» Stated problem
Reproduce all of the material below, replacing every occurrence of "photograph" with "image" and leaving everything else unchanged. Omit the pictures from your output.

» Material supplied

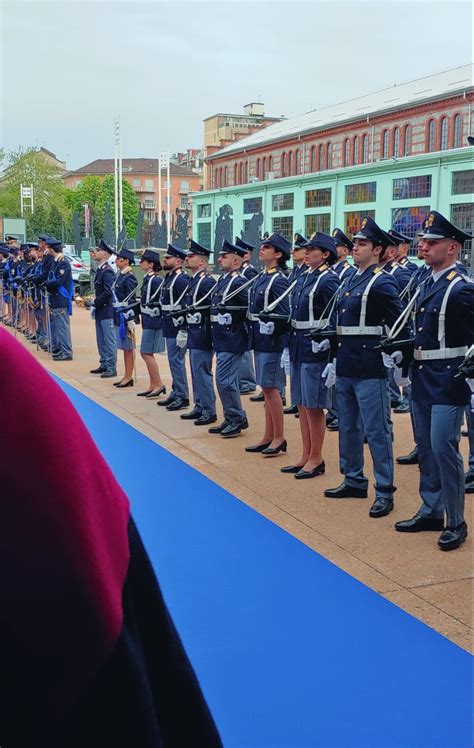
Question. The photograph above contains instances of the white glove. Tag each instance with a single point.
(224, 319)
(266, 328)
(182, 339)
(392, 359)
(285, 360)
(329, 374)
(320, 347)
(399, 379)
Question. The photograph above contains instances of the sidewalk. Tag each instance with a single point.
(409, 570)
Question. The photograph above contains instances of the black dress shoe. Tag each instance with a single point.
(291, 469)
(121, 385)
(318, 470)
(272, 451)
(346, 492)
(178, 404)
(205, 420)
(381, 507)
(257, 447)
(402, 408)
(234, 429)
(410, 459)
(218, 429)
(420, 524)
(170, 399)
(191, 416)
(452, 537)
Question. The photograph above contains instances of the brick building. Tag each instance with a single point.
(142, 174)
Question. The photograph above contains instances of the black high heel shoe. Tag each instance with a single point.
(271, 452)
(125, 384)
(152, 394)
(258, 447)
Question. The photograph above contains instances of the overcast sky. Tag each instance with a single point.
(69, 67)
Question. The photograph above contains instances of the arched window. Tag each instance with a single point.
(385, 143)
(407, 143)
(457, 142)
(432, 135)
(396, 143)
(356, 150)
(365, 149)
(444, 134)
(347, 152)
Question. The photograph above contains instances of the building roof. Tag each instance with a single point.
(129, 166)
(446, 83)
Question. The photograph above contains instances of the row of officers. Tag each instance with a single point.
(335, 328)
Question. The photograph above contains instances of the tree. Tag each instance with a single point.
(28, 166)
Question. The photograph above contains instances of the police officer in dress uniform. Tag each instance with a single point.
(60, 288)
(229, 306)
(103, 311)
(126, 312)
(299, 267)
(268, 315)
(152, 322)
(343, 268)
(247, 369)
(313, 309)
(367, 301)
(197, 309)
(444, 329)
(173, 291)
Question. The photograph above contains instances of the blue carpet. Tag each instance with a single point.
(290, 650)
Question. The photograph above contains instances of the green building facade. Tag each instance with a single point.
(395, 192)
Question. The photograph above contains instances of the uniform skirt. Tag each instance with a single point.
(268, 371)
(308, 386)
(152, 341)
(123, 344)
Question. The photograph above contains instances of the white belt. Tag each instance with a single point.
(317, 324)
(440, 353)
(378, 330)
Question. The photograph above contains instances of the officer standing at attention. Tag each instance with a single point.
(444, 331)
(313, 308)
(269, 312)
(172, 295)
(367, 301)
(229, 306)
(103, 311)
(247, 370)
(60, 287)
(197, 309)
(152, 323)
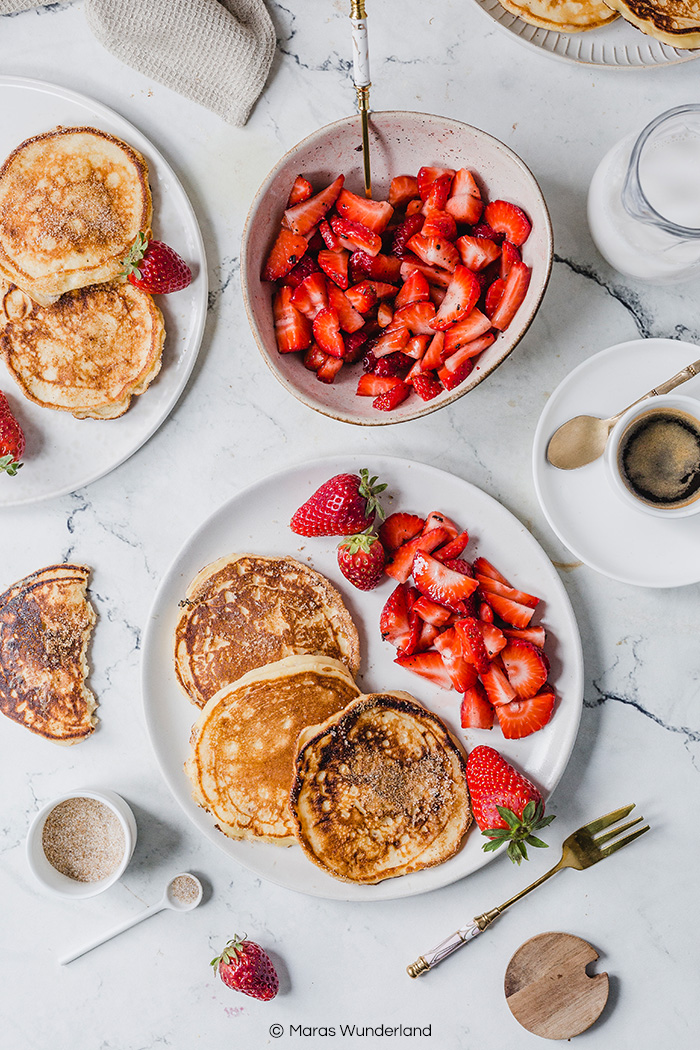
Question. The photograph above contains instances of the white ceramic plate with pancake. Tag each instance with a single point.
(581, 505)
(617, 45)
(64, 454)
(257, 521)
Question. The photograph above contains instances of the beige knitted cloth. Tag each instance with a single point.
(217, 53)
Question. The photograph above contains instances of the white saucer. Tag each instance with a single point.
(581, 506)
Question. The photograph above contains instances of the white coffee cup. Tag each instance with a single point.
(651, 449)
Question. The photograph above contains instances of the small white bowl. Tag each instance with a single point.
(400, 143)
(62, 885)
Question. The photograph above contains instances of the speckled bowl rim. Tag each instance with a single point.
(387, 419)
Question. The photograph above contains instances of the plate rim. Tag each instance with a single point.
(538, 458)
(104, 111)
(393, 888)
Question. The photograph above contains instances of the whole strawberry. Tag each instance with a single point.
(342, 506)
(246, 967)
(12, 439)
(361, 560)
(155, 267)
(507, 806)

» Output for this exercise
Question. The image above contains instances of the white glove. Tag each instance with a single point.
(224, 319)
(266, 328)
(182, 339)
(392, 359)
(285, 360)
(329, 374)
(320, 347)
(399, 379)
Question. The image above contains instances of the sidewalk. Tag each instance with a single point.
(409, 570)
Question. The image above contains instances of the black dress shoe. Tag each instance with a single point.
(291, 469)
(121, 385)
(318, 470)
(272, 451)
(346, 492)
(178, 404)
(205, 420)
(381, 507)
(257, 447)
(402, 408)
(234, 429)
(410, 459)
(218, 429)
(420, 524)
(170, 399)
(191, 416)
(452, 537)
Question. The image above contains instances of the brick building. Tag each instance with a single point.
(142, 174)
Question. The image above contains instances of the black high heel shoe. Tag each instance with a single point.
(271, 452)
(125, 384)
(152, 394)
(258, 447)
Question. The image above contains instances of the overcast sky. Tag each instance with a single point.
(69, 67)
Question. The image above contains instances of the arched window. Tag each instance with a single point.
(385, 143)
(407, 143)
(457, 142)
(432, 135)
(396, 143)
(356, 150)
(365, 149)
(444, 134)
(347, 152)
Question. The image above contains instances of the building roof. Tag each instance with a single point.
(129, 166)
(446, 83)
Question. The image above contains instances of the row of officers. Tag each instance with a single point.
(335, 328)
Question. The image above contains instances of the tree. Tag each instance with a single point.
(28, 166)
Question. The image above contains instances of the police officer in dress uniform. Tag each instance with a single point.
(60, 288)
(229, 306)
(103, 311)
(126, 312)
(299, 267)
(268, 315)
(152, 322)
(343, 268)
(247, 369)
(313, 309)
(367, 301)
(197, 309)
(444, 329)
(173, 291)
Question. The image above contains instances of the blue carpet. Tag each instance with a single point.
(290, 650)
Question. The image above contains instances of the green building facade. Tag each instance with a single point.
(395, 192)
Question. The image above contains instances of the uniform skirt. Tag each instance with a single point.
(268, 371)
(308, 386)
(152, 341)
(123, 344)
Question. The image above contains instances of the white belt. Tag each instance with a single point.
(317, 324)
(440, 353)
(378, 330)
Question. The image above contains instances of the officer standing at attention. Tag each instance with a single point.
(444, 331)
(313, 308)
(269, 312)
(172, 295)
(367, 301)
(229, 306)
(103, 311)
(247, 370)
(60, 287)
(197, 309)
(152, 323)
Question. The image above contains instances of the white ceramic plate with pancake. Tag each instance with a single point.
(581, 505)
(617, 45)
(64, 454)
(257, 521)
Question. The image above contains instances of the beige knitted cloth. Tag each instance with a single point.
(217, 53)
Question. The image above contains instances of the white saucer. Tag each instance with a single point.
(581, 506)
Question. The image above contains instances of the white coffee cup. Tag each instance with a single point.
(651, 449)
Question. The image above contains instances of the small white bowl. Tag each instance with a single point.
(400, 143)
(62, 885)
Question. The image above contains instances of the speckled bowl rim. Tag each instance with a single point.
(387, 419)
Question. The image above contains instances of the plate rim. Tag each instance with a single point.
(538, 458)
(104, 111)
(393, 888)
Question. The image above contains instances of the whole strawberry. Tag each instance with a single point.
(342, 506)
(246, 967)
(12, 439)
(361, 560)
(155, 267)
(507, 806)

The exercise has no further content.